-- Pasaje dado --
En BOLETÍN SEMANAL

Efe. 6:1  Hijos, obedeced en el Señor a vuestros padres, porque esto es justo…

  1. Que sean obedientes a sus padres

Hay que educar a los niños de modo que sean obedientes a sus padres. Éste es un mandato que Dios ordenó desde el Monte Sinaí como un anexo al mismo para promover la singular promesa de larga vida, una bendición que los jóvenes desean mucho (Éx. 20:12). Es por eso que el Apóstol observa que es el primer mandamiento con promesa, o sea, un mandato muy excepcional por la forma en la que incluye la promesa. Y es por cierto una disposición sabia de la Providencia la que otorga a los padres tanta autoridad, especialmente durante los primeros años de los niños, cuando mentalmente no pueden juzgar y actuar por sí mismos en cuestiones importantes. Por lo tanto, hay que enseñar desde temprano y con un convencimiento bíblico de que Dios los ha puesto en manos de sus padres. En consecuencia, hay que enseñarles que la reverencia y obediencia a sus padres es parte de sus deberes hacia Dios y que la desobediencia es una rebelión contra Él. Los padres no deben dejar que los niños actúen directa y resueltamente en oposición a sus padres en cuestiones grandes o pequeñas, recordando: “El muchacho consentido avergonzará a su madre” (Pr. 29:15). Y con respecto a la sujeción al igual que el afecto: “Bueno le es al hombre llevar el yugo desde su juventud” (Lm. 3:27).

-- Fragmento fuente --
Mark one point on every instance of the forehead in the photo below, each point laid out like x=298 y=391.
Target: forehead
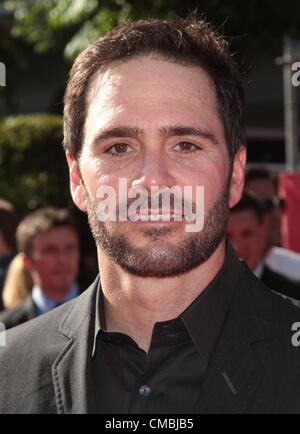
x=149 y=91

-- Tareas pendientes --
#1 En el pasaje sobre la obediencia a los padres, ¿cómo califica el Apóstol el mandato de obedecerlos?
#2 Reanuda el pasaje sobre la obediencia de los hijos a sus padres a partir de su última oración.
Este material procede de una fuente distinta a la del pasaje.

-- Respuestas --
#1 Como el primer mandamiento con promesa.

#2
  • 2. Que sean considerados con todos

Hay que educar a los niños de modo que sean considerados y buenos con todos. El gran Apóstol nos dice que “el cumplimiento de la ley es el amor” (Rom. 13:10) y que todas sus ramificaciones que se relacionan con nuestro prójimo se resumen en esa sola palabra: Amor. Entonces, hemos de esforzarnos por enseñarles este amor. Descubriremos que en muchos casos será una ley en sí y los guiará bien en muchas acciones en particular, cuyo cumplimiento puede depender de principios de equidad que escapan a su comprensión infantil. No existe una enseñanza relacionada con nuestro deber que se adapte mejor a la capacidad de los niños que la Regla de Oro (tan importante para los adultos): “Así que todas las cosas que queráis que los hombres hagan con vosotros, así también haced vosotros con ellos” (Mt. 7:12). Debemos enseñarles esta regla y, por ella, debemos examinar sus acciones. Desde su cuna hemos de inculcarles con frecuencia que gran parte de la fe cristiana consiste en hacer el bien, que la sabiduría de lo Alto está llena de misericordia y buenos frutos, y que todos los cristianos deben hacer el bien a todos los que tengan oportunidad de hacerlo.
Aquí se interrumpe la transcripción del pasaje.